• **INSTRUCTIONS FOR THE TASK**:
In the entries below, find the line with "Target = person's head silhouette" and print exactly every line from there up to and including the line with "Form = pixel coordinates such as (154,368)", with no other lines.

Point-per-instance localization data
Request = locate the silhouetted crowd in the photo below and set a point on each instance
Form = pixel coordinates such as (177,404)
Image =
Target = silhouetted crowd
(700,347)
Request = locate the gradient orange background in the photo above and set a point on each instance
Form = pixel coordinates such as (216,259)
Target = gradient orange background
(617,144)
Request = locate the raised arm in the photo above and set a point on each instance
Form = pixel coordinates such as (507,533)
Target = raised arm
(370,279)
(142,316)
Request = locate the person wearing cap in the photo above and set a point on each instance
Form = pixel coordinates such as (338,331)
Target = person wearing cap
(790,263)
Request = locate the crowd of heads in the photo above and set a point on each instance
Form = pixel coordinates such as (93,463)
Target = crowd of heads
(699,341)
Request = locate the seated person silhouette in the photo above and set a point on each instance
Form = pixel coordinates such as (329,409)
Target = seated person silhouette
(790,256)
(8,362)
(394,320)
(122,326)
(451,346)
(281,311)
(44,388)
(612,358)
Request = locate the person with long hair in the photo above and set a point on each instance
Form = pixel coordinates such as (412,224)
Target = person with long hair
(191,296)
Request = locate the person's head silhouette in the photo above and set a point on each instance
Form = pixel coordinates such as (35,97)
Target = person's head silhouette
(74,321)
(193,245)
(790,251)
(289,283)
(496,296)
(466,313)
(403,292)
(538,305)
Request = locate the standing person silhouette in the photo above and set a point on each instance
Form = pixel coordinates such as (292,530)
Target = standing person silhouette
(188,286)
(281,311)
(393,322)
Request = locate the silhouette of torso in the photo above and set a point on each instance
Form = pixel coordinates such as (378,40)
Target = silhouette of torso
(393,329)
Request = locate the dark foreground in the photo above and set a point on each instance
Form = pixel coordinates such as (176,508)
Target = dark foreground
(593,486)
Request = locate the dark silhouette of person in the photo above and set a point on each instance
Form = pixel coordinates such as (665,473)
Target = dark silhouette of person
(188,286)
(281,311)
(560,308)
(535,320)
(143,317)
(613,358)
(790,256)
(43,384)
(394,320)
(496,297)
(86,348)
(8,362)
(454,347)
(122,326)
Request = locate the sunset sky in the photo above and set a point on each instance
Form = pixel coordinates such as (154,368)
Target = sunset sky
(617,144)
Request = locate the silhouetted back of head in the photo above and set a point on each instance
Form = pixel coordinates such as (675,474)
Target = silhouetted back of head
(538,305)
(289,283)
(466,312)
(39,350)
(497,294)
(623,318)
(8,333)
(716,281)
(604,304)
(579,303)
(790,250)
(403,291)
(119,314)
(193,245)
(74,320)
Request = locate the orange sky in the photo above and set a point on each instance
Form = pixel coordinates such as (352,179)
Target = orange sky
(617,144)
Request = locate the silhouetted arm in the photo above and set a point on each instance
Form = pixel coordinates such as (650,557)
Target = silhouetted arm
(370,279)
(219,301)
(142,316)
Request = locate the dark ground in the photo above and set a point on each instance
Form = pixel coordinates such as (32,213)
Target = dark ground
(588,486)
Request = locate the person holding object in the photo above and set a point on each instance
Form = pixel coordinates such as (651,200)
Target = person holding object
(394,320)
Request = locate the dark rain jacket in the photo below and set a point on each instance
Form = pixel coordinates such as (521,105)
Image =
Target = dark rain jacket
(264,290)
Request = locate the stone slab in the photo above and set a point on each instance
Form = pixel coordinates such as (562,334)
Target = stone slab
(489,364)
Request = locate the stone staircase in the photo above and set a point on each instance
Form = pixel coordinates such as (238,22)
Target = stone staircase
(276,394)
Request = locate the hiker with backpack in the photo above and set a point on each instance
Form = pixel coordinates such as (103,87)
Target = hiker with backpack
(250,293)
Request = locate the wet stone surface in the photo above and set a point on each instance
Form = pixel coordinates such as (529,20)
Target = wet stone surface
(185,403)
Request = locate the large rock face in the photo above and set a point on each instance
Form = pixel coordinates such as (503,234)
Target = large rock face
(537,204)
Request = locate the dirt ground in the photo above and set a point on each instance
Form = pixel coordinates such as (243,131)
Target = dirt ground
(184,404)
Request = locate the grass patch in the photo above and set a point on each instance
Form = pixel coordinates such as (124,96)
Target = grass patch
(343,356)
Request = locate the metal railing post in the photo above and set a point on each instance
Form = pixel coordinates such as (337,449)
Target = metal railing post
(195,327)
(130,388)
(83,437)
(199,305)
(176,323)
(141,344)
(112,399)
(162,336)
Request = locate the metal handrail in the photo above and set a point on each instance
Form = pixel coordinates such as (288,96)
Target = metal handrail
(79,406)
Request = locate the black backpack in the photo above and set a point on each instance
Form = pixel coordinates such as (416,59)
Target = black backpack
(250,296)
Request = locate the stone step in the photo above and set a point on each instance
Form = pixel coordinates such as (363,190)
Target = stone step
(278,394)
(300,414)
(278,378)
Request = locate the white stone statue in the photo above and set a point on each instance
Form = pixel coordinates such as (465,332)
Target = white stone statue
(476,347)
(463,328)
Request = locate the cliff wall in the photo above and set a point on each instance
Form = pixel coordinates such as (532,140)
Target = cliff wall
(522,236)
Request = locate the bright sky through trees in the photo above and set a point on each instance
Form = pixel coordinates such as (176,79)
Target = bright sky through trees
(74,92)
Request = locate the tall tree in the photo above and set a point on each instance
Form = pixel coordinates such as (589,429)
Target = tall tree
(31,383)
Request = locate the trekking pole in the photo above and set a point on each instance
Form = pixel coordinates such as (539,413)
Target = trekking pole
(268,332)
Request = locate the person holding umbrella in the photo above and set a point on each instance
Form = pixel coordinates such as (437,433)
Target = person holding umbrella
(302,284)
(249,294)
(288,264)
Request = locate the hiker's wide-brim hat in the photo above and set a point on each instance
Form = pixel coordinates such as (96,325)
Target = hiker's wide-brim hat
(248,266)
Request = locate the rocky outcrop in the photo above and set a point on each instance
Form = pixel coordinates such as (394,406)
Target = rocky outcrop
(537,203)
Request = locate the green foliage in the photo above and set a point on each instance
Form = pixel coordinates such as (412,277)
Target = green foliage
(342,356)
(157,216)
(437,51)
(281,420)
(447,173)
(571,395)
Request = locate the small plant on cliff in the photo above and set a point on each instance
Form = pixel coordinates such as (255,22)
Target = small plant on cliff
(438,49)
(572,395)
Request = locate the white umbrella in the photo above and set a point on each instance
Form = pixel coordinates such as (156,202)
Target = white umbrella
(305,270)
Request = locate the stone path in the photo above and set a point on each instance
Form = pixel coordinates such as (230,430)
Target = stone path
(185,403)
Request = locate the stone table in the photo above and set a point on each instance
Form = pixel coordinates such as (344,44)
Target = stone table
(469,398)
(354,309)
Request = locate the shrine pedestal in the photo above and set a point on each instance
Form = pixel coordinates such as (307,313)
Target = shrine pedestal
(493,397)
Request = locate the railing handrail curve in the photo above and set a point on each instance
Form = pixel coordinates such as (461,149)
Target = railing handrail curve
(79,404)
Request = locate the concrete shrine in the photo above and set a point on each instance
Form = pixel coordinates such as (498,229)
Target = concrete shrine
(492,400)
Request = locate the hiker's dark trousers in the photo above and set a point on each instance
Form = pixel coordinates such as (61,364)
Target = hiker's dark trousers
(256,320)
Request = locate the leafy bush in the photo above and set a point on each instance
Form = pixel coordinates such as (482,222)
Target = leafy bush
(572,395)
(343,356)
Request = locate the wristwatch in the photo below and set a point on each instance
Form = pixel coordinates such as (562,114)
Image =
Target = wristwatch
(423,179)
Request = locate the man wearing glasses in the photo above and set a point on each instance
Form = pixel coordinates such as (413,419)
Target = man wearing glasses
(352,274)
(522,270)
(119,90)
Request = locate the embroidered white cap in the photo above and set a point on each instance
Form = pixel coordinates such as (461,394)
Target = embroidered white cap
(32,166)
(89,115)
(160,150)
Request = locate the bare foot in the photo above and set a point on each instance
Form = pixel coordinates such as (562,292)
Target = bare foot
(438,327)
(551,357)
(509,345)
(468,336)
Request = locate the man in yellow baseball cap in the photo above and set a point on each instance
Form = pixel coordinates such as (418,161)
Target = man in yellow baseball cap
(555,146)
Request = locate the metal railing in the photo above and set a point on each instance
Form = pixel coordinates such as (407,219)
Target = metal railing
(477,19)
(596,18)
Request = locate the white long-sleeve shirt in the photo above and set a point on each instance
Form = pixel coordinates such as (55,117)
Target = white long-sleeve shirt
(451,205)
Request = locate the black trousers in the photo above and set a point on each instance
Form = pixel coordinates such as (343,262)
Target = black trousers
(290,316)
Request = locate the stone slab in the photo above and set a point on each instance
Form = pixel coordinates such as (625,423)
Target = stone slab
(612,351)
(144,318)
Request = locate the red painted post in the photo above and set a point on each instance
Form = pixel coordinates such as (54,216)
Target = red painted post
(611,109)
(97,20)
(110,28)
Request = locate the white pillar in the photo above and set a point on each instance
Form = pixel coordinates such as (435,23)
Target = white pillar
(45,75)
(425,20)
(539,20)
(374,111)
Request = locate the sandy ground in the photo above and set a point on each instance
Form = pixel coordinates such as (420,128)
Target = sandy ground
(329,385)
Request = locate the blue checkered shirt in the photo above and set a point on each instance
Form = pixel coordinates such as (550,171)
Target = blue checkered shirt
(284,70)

• **EXERCISE RESULT**:
Target = person's head silhouette
(74,321)
(193,245)
(790,251)
(289,283)
(496,296)
(466,313)
(403,292)
(538,305)
Request = locate the standing person silhouette in the photo above and set a point on each instance
Form = pixel coordinates such as (292,530)
Target = standing person silhouette
(188,286)
(281,311)
(393,322)
Request = locate the silhouette of torso in the photo above and set a point on each instance
Form = pixel coordinates such as (378,40)
Target = silhouette of torso
(393,329)
Request = locate the dark foreground in the photo above and set a point on each instance
Form = pixel coordinates such as (176,508)
Target = dark foreground
(593,486)
Request = locate the dark silhouette of person in the photo above and set a point on each instance
Form = pixel coordinates such as (665,473)
Target = dark silhouette of person
(188,286)
(281,311)
(560,308)
(535,320)
(143,317)
(613,358)
(790,256)
(43,384)
(394,320)
(496,297)
(86,348)
(8,362)
(454,347)
(122,326)
Request = locate the sunset sky in the photo above and set a point on each instance
Form = pixel coordinates such as (154,368)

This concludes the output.